- Task directions
Report every line from the following entries that contains the string "photo".

- Exercise data
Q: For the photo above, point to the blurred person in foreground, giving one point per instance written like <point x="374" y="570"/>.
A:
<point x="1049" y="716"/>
...
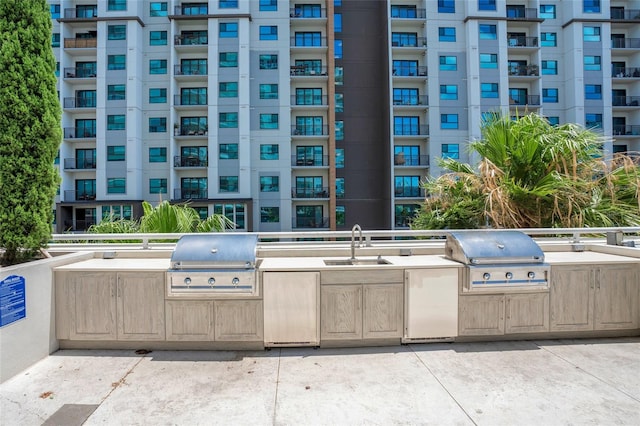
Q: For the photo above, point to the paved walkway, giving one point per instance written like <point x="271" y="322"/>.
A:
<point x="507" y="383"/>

- Response
Q: For the photo above, point to the blurred person in foreground, giving one point per instance written like <point x="374" y="570"/>.
Q: For the photo above, point to the paved walkway, giving one point per instance written like <point x="271" y="322"/>.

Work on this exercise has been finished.